_Written task_
Identify every line in the material below that contains the string "lawn" and copy those lines out in full.

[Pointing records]
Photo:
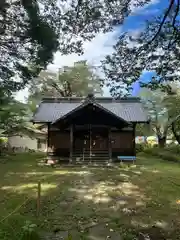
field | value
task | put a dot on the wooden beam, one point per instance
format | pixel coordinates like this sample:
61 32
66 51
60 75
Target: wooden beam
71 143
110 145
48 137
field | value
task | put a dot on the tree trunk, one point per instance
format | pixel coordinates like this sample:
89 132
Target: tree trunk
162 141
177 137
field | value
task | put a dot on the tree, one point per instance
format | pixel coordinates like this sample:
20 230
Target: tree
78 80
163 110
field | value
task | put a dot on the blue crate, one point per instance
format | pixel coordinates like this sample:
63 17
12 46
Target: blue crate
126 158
...
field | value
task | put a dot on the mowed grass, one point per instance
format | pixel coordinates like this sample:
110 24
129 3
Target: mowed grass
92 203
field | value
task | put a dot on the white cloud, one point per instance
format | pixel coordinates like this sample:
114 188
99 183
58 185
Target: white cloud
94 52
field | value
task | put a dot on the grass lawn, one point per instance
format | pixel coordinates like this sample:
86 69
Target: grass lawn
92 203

_Task output_
task | put a dot on the grass lawn, one point per instance
Target: grass lawn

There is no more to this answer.